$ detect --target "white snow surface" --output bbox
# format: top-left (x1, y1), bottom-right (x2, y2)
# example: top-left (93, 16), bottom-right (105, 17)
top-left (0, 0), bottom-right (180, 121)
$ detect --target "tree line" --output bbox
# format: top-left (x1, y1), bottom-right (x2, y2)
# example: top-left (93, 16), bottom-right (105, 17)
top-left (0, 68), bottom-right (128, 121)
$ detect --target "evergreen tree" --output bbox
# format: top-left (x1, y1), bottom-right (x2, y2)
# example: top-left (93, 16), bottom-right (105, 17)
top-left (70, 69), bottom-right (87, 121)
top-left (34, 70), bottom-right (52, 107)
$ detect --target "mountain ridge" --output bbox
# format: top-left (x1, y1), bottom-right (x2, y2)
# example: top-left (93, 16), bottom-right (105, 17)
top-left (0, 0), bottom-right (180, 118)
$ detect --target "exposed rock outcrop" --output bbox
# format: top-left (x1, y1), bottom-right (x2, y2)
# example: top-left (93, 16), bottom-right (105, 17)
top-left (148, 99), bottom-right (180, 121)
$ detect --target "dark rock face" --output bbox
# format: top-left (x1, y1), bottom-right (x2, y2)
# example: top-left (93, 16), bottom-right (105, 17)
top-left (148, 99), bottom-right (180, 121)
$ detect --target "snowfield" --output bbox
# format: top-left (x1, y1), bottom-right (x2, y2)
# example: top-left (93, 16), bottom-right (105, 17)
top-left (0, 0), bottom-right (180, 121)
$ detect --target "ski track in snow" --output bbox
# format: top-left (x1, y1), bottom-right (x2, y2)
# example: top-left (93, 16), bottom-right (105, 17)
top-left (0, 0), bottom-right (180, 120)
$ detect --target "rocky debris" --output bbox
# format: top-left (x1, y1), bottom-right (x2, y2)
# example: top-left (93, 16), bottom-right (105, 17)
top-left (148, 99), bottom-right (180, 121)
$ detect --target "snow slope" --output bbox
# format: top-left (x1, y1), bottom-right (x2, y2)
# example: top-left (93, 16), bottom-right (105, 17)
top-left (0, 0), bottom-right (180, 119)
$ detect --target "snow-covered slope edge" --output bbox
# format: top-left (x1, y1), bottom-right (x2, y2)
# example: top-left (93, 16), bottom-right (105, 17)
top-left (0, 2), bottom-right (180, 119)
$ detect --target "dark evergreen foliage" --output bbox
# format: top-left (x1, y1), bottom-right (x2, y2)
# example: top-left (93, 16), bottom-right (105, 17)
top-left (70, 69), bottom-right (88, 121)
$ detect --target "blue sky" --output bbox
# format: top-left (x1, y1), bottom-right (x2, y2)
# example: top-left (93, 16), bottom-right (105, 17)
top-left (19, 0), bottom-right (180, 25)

* **Work required**
Rewrite the stretch of data from its beginning through the line containing "top-left (0, 0), bottom-right (180, 120)", renaming every occurrence of "detect" to "locate" and leaving all else unaltered.

* **Full solution**
$ locate --target "white snow surface" --output bbox
# format: top-left (x1, y1), bottom-right (x2, y2)
# example: top-left (93, 16), bottom-right (105, 17)
top-left (0, 0), bottom-right (180, 121)
$ locate --target "tree line" --output bbox
# format: top-left (x1, y1), bottom-right (x2, y2)
# example: top-left (93, 16), bottom-right (105, 17)
top-left (0, 68), bottom-right (128, 121)
$ locate --target "evergreen tree" --output bbox
# format: top-left (x1, y1), bottom-right (x2, y2)
# example: top-left (93, 16), bottom-right (105, 17)
top-left (70, 69), bottom-right (87, 121)
top-left (34, 70), bottom-right (52, 107)
$ locate --target "mountain ridge" --output bbox
# format: top-left (x1, y1), bottom-right (x2, y2)
# example: top-left (93, 16), bottom-right (105, 17)
top-left (0, 0), bottom-right (180, 118)
$ locate --target "exposed rock outcrop" --output bbox
# format: top-left (x1, y1), bottom-right (x2, y2)
# example: top-left (93, 16), bottom-right (105, 17)
top-left (148, 99), bottom-right (180, 121)
$ locate --target "dark rock face" --output bbox
# format: top-left (x1, y1), bottom-right (x2, y2)
# example: top-left (93, 16), bottom-right (105, 17)
top-left (148, 99), bottom-right (180, 121)
$ locate --target "snowfield" --output bbox
# format: top-left (x1, y1), bottom-right (x2, y2)
# example: top-left (93, 16), bottom-right (105, 17)
top-left (0, 0), bottom-right (180, 121)
$ locate --target "ski track in snow" --output bbox
# format: top-left (x1, y1), bottom-right (x2, y2)
# example: top-left (93, 16), bottom-right (105, 17)
top-left (0, 0), bottom-right (180, 120)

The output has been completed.